== WHAT THE TASK ASKS ==
Search the listing below for the word "order", and copy every line in which it turns up.

== MATERIAL SHOWN ==
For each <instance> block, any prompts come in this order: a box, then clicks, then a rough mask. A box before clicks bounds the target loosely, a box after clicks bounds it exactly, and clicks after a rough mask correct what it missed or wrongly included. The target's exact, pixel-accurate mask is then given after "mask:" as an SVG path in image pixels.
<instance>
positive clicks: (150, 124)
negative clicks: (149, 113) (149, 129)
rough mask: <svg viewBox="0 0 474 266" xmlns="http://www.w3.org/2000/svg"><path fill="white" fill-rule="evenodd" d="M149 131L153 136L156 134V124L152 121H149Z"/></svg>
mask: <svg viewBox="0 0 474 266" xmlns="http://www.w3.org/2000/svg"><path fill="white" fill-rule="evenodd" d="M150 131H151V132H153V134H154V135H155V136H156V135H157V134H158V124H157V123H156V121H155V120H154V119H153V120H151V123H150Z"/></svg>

==

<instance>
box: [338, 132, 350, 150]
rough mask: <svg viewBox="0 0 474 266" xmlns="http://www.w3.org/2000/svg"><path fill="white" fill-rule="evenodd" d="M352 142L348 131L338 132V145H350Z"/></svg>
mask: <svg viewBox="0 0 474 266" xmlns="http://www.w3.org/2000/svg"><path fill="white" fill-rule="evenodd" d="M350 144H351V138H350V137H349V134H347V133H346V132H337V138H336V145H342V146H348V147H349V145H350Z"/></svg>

==

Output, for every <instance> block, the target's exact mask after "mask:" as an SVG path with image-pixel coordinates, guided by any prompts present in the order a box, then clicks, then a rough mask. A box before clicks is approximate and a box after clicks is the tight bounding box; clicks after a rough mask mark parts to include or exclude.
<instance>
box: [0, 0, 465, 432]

== TASK RESULT ==
For each <instance> block, any prompts come in this order: a box, then clicks, then a rough mask. A box before clicks bounds the target loosely, a box after clicks bounds it exactly, and clicks after a rough mask correct what it missed or wrongly included. The target's exact, pixel-accurate mask is then given after "mask:" as an SVG path in image pixels.
Output, for every <instance> block, the target's exact mask after "mask:" as an SVG path with image-pixel coordinates, guided by any prompts present in the order a box, then clicks, then a rough mask. A box before clicks is approximate and a box after clicks is the tight bounding box; clicks after a rough mask mark parts to include or exclude.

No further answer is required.